TASK REQUIREMENTS:
- 1) Answer these questions about the thread on finding Earth-like planets:
(a) By what year does dreamwalker say special telescopes would be out?
(b) Which question does the September 12, 2005 post say the Darwin mission will help answer?
(c) Beyond what size does Stalker say our technologies still cannot create a lens or reflector with almost zero distortion?
- 2) Quote the stretch of the thread from "Concering the diameters" through "researched such possibilities?".

PASSAGE TO READ:
Will definitely visit this later - could be a great reference work - thanks for posting it.


----------



## AA Institute (Sep 4, 2005)

A lot of it is really based on hope (as well as some scientific analysis), but we'll really need to wait until missions like the 'Terrestrial Planet Finder' are launched by NASA in the next decade or so...

AA


----------



## dreamwalker (Sep 4, 2005)

Special telescopes whould be out by 2014 which would allow the detection of earth size planets using many (optical?) telescopes combined, that cut out the glare caused by the planets star


----------



## AA Institute (Sep 12, 2005)

We also have the Darwin mission to follow along with Terrestrial Planet Finder. Once the 
Earth-like planets have been located around nearby stars, that mission 
will help answer the next big question in the chain: do they contain 
the signatures of life? 


More here:- 


http://www.darwin.rl.ac.uk/overview.htm 


The next couple of decades are going to be very very exciting! 


Roll on 2015....  
AA


----------



## Stalker (Sep 13, 2005)

Despite Alpha Centauri being a triple sytem, its main component is spectrally much alike our sun. My guess is that terrestrial planets are possible there. The slower the star's revolution over its axis, the likelier is the chance it's "overburdened" with the planetary system.
Concering the diameters of lenses and reflectors for telescope. True, our technologies still unable to create a lense or even a reflector with almost zero distortion larger than 10 meters. But what if make lenses in analogy with soap bubbles? Let them be not lasting long but easily renewable. Can a lense effect be also created by a kind of EM field? So all we would need then is just a lense frame...
Has anyone ever researched such possibilities?


----------



## AA Institute (Oct 11, 2006)

As of early 2006, I believe the Terrestrial Planet Finder mission was deferred/cancelled.

But not to lose hope... there are other ideas taking shape which equally promise to look for 'New Earth', perhaps at a fraction of the TPF's cost. Here's one concept that I think has the highest merits:

http://www.centauri-dreams.org/?p=557

cheers,
AA


----------

INFORMATION SHOWN:
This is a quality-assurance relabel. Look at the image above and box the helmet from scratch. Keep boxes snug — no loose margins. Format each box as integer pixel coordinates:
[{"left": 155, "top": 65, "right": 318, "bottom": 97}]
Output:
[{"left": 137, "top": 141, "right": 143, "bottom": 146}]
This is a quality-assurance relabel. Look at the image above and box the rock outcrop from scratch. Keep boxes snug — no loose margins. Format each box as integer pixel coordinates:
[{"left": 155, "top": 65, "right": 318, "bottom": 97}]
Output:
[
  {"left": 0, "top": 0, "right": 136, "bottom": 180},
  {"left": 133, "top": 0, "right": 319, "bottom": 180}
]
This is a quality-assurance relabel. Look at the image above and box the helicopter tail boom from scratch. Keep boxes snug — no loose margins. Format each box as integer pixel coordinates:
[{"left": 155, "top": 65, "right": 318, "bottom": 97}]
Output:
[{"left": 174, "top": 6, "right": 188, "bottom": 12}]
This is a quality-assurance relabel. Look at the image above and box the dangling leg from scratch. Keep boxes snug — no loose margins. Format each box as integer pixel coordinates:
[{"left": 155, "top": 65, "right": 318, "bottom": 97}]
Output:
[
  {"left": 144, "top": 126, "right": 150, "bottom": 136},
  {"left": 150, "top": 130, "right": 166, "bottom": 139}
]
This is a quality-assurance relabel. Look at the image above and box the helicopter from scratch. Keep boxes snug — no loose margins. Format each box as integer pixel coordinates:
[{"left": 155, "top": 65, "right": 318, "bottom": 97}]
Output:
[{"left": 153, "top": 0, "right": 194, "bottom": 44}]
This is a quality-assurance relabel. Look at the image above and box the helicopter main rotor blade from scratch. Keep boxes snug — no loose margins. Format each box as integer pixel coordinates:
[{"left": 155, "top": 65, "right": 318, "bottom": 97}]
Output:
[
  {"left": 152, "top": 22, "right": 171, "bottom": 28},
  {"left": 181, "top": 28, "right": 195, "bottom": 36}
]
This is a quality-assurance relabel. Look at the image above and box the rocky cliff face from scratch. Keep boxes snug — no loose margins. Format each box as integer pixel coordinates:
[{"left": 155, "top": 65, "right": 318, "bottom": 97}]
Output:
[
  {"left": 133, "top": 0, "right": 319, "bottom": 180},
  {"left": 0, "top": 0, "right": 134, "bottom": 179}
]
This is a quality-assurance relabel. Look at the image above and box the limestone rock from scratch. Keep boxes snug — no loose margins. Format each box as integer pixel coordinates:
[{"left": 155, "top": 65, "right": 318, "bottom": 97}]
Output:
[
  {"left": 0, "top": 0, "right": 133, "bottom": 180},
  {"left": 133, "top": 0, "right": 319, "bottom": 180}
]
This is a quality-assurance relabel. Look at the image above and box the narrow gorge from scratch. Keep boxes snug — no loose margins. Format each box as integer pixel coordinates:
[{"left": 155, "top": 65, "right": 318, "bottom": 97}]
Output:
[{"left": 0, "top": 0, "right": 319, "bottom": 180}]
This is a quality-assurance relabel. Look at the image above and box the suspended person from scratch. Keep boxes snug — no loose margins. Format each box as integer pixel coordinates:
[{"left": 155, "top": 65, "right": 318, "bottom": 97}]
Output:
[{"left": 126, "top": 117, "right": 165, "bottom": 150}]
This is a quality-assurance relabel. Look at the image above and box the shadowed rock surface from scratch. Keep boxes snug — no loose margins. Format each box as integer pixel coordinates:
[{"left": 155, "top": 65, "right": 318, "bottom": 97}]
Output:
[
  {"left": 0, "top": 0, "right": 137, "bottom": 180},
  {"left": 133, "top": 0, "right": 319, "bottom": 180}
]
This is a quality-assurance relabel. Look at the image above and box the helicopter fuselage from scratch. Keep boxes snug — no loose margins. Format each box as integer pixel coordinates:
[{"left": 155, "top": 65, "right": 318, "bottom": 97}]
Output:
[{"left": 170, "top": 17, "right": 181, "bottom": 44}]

ANSWERS IN ORDER:
- 1)
(a) 2014
(b) Whether the Earth-like planets located around nearby stars contain the signatures of life.
(c) Larger than 10 meters.

- 2)
Concering the diameters of lenses and reflectors for telescope. True, our technologies still unable to create a lense or even a reflector with almost zero distortion larger than 10 meters. But what if make lenses in analogy with soap bubbles? Let them be not lasting long but easily renewable. Can a lense effect be also created by a kind of EM field? So all we would need then is just a lense frame...
Has anyone ever researched such possibilities?